Task brief — Output each of the entries exactly, skipping every picture they contain.

######

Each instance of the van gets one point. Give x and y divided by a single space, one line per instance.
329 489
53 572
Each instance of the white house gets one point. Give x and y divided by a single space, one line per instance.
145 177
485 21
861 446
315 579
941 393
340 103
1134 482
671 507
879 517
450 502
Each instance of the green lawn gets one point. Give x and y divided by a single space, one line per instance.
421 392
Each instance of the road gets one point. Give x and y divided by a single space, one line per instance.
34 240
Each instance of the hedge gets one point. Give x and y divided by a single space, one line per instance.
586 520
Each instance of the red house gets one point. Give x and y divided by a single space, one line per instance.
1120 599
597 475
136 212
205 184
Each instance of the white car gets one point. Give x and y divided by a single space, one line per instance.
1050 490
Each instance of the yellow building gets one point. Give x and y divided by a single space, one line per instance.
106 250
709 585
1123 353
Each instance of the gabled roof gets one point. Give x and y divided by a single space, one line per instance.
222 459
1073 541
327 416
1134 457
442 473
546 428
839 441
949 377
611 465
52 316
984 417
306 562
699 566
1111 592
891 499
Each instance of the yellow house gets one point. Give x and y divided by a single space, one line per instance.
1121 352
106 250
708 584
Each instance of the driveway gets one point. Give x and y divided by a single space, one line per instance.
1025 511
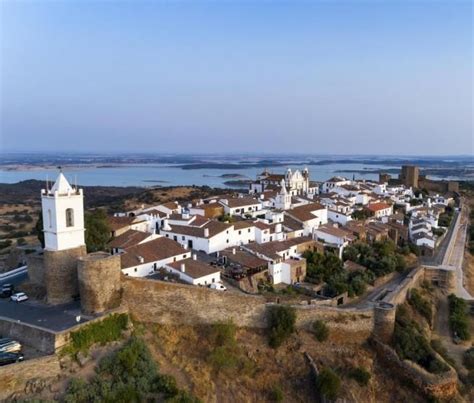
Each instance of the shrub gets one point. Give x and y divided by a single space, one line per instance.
127 375
468 358
223 357
410 344
281 324
105 331
458 317
439 348
360 375
328 383
421 305
321 331
222 333
276 394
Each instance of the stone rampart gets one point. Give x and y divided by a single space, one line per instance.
99 277
170 303
441 386
36 269
60 274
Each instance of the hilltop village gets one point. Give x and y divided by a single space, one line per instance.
344 262
260 238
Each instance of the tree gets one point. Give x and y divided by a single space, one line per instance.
281 320
328 383
321 331
97 230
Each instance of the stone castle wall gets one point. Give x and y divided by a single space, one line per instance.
35 265
174 304
60 275
441 386
99 277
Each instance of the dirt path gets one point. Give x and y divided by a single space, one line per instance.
442 331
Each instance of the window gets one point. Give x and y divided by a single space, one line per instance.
69 217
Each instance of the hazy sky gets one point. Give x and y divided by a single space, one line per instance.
387 77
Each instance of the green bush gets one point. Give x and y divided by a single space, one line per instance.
421 305
468 358
458 317
281 321
222 333
439 348
223 357
128 375
320 330
410 344
360 375
328 383
103 332
276 394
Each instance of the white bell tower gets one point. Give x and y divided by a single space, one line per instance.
63 216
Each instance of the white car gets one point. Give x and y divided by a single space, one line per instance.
218 286
19 297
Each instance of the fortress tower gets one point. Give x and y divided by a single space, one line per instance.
63 227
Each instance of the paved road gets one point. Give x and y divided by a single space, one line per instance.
377 293
56 318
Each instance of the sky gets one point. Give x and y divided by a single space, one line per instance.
323 77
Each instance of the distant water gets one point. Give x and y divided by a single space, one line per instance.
168 175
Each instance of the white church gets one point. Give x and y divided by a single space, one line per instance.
63 216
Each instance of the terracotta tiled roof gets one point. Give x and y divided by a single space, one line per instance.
378 206
194 268
271 249
158 249
241 202
116 223
244 258
304 213
215 227
128 239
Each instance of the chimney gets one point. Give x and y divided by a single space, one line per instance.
166 226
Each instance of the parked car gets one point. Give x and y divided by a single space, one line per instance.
218 286
8 345
6 290
19 297
10 358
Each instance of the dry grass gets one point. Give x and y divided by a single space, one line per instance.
182 351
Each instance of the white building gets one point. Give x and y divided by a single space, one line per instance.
241 206
144 259
63 215
311 216
380 209
194 272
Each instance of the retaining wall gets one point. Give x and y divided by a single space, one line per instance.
442 386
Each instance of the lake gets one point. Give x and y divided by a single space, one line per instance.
169 175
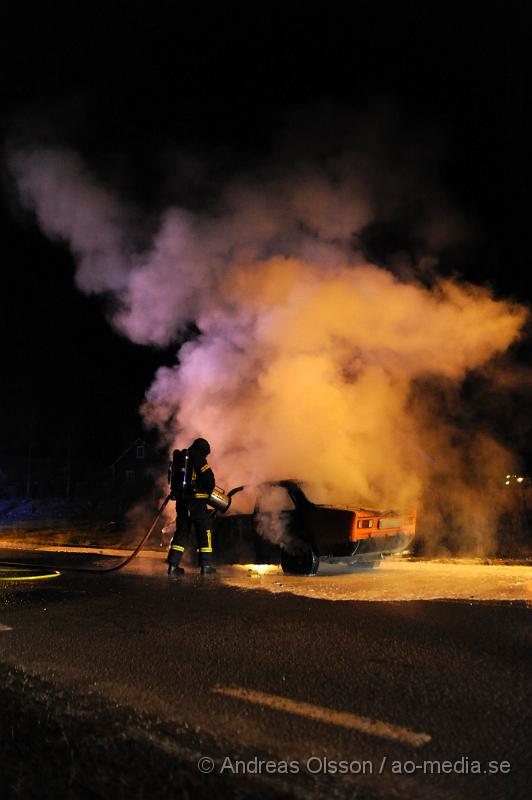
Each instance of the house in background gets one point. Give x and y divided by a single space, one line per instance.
136 467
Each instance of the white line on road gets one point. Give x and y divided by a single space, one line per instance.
373 727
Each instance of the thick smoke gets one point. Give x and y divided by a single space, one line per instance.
310 362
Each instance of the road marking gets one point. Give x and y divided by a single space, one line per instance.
373 727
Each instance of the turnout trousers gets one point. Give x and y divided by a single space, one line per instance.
192 513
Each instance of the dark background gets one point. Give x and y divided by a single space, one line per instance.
126 83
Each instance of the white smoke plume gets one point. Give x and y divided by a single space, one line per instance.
310 362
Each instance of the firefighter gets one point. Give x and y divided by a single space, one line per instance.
192 509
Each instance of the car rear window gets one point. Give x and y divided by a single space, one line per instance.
393 522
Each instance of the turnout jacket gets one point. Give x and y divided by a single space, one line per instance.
202 476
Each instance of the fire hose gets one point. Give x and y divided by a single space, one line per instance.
220 500
115 567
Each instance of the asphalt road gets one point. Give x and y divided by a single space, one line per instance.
117 684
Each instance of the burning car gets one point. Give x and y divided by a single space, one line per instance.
304 532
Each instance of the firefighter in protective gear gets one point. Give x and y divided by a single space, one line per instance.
192 510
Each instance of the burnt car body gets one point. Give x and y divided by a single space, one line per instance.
307 532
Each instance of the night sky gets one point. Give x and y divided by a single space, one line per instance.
128 84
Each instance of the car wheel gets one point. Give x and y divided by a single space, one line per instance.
303 561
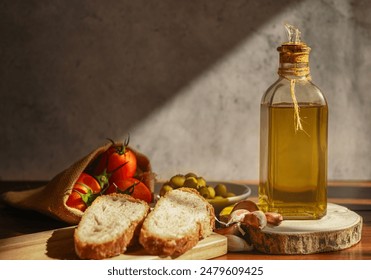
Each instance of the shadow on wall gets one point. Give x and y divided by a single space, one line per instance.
74 73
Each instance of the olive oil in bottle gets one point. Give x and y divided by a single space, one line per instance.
293 139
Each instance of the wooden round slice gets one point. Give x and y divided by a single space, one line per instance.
340 229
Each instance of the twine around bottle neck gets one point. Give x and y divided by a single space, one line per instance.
294 64
294 60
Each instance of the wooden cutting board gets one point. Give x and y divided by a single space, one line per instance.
58 244
341 228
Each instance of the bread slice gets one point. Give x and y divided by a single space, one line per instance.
107 227
179 220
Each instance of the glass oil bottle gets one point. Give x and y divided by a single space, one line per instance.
293 138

######

Answer for the task —
Each instance of the van gets one point. Give x and y divided by a single space, one line per instance.
329 489
53 572
Each instance of the white house gets one point. Give x and y divided by a single space, one line per instance.
145 177
485 21
861 446
315 579
941 393
340 103
1134 482
671 507
879 517
450 502
Each instance of the green lawn gets one point. Give x and y divided by a single space, one line per instance.
421 392
Each instance of the road gets one point. Give x and y divided by a single space, one line per instance.
34 240
Each instance of the hedge gets one point. Give x and y divided by a single space, one line per instance.
586 520
Each instance of the red house gets one point. Give x and y divided by a single space, one line per instance.
1120 599
597 475
136 212
205 184
Each instance of the white car gets one point. Give x and y divided by a single space, one line per instance.
1050 490
Each instance of the yellow building gets one point. Give x and y divided by a single space, one line per instance.
106 250
709 585
1123 353
Each instance of the gabled roof gets one point. Give x and y divided by a single space, one line per instance.
222 459
1073 541
327 416
1134 457
442 473
546 428
839 441
949 377
611 465
52 316
984 417
306 562
699 566
1111 592
891 499
Each instance of the yellow house gets one point. Give x and y divided by a single space, one line per instance.
1121 352
106 250
708 584
Each instance of the driveway gets one point. Give x and y divided by a single space, one line per instance.
1025 511
Each instance of the shrub gets one point. Give x and y divided by a single space, one line per instance.
127 375
468 358
223 357
410 344
281 324
105 331
458 317
439 348
360 375
328 383
421 305
321 331
222 333
276 394
Each instance of the stone rampart gets one point. Give x and y divided by a single space, one line per instance.
99 277
170 303
441 386
36 269
60 274
Each instance of the hilltop village gets one point. Give x and y divided by a single space, one line per instance.
344 262
260 238
Each instance of the tree gets one point. Give x and y divided by a single space, one line per instance.
281 320
328 383
321 331
97 230
Each instance of the stone castle wall gets one point. Give x and y divided by a single space, one line per instance.
35 265
174 304
60 275
441 386
99 277
Each instance of the dirt path gets one point. Give x and y divided by a single space, one line per instance.
442 331
Each instance of the window gets one point. Give x and y divided by a single space, one line per instance.
69 217
Each instance of the hazy sky gets one point. Give x and y divided by a single space, one line per instance.
387 77
Each instance of the green bush gets one point. Give x and y divided by a single space, one line per instance.
421 305
468 358
458 317
281 321
222 333
439 348
223 357
128 375
320 330
410 344
360 375
328 383
103 332
276 394
Each instance of the white bell tower gets one point. Give x and y divided by a single space, one line per instance.
63 216
Each instance of the white car gets one point. Give x and y divided by a single space, one line per instance.
218 286
19 297
Each instance of the fortress tower gets one point. Give x and y divided by a single space, one line per instance.
63 227
Each instance of the paved road gets one point. Give x and y divided by a single space, one line per instance.
377 293
56 318
Each instance of the sky gets one point. Give x and y divided by a single space, one line per instance.
323 77
Each instance of the distant water gets one point. Give x and y divided by a single space, one line per instance.
168 175
Each instance of the white church gets one point. Give x and y divided by a single space, one line per instance.
63 216
Each instance of the terracotta tiled roof gets one point. Give x and y divided by a single space, one line per instance.
378 206
194 268
271 249
158 249
241 202
116 223
244 258
304 213
215 227
128 239
Each instance of the chimney gets one point. Give x and y divided by a single space, one line per instance.
166 226
Each instance of the parked car gets one point. Give x and y divided by a single space, one line per instance.
218 286
8 345
6 290
19 297
10 358
Each instance of the dry grass gets one point. Give x and y divided by a single space, one line per instance.
182 351
Each instance of the white building gets one point. Give x and y divided by a single space, one line per instance.
241 206
144 259
63 215
311 216
380 209
194 272
Each instance of the retaining wall gets one point. Give x and y divided by a single space, one line per instance.
442 386
Each instance of the lake gets one point. Give x and y divided by a single space, one line per instance.
169 175
Each instance of the house in background gets one point. Give x and y divided by a single space, one line per instance.
136 467
Each instance of the white line on road gets one point. Give x and y divided by a single space, one line per instance.
373 727
Each instance of the thick smoke gets one point. Give x and y divided by a single space, one line per instance.
310 362
Each instance of the road marking gets one point. Give x and y divided by a single space, one line per instance.
373 727
Each instance of the turnout trousers gets one point. Give x and y divided by a single space, one line per instance.
192 513
Each instance of the dark background gets one point. Give x and y divided by a single space, one line per instance.
126 83
Each instance of the white smoke plume gets one point. Give x and y divided by a single space, one line per instance.
310 362
Each instance of the firefighter gets one point. Give x and y divided by a single space, one line per instance.
192 509
Each instance of the car rear window gets one point. Give x and y divided by a single space, one line per instance.
393 522
Each instance of the turnout jacket gets one point. Give x and y divided by a single space, one line per instance.
202 476
Each instance of the fire hose gets one point. Give x and y divided by a single space, one line per instance.
220 500
115 567
Each instance of the asphalt road gets one point. Give x and y divided by a single space, one line per instance.
117 684
Each instance of the burning car gets one point. Give x and y divided by a single space, one line per instance.
304 532
Each instance of the firefighter in protective gear gets one point. Give x and y divided by a single space, one line per instance.
192 510
Each instance of the burnt car body gets one point. Give x and y divided by a single space, one line per instance.
307 532
Each instance of the night sky gets one point. Give x and y divided by a single space, one line per instance.
128 84
Each instance of the car wheel gets one point. Give x and y divided by a single space, one line per instance.
303 561
Each instance of the shadow on wall gets one point. Give x and y divided by a single space, one line per instance.
74 73
Each instance of the olive oil in bottle gets one point. Give x and y divided by a single space, one line per instance.
293 139
Each instance of the wooden round slice gets one point. Give x and y divided by a single space, one line per instance.
340 229
Each instance of the twine around bottle neck gets one point. Give x and y divided by a single space, one line per instance.
294 64
294 60
Each instance of the wooden cutting board gets one point. Give x and y divided by a single space, one line per instance.
58 244
341 228
Each instance of the bread slice gets one point. Give x and y divided by a single space, one line per instance.
107 227
179 220
Each instance of the glass oil bottle gets one point. Give x and y divided by a single space, one line per instance.
293 138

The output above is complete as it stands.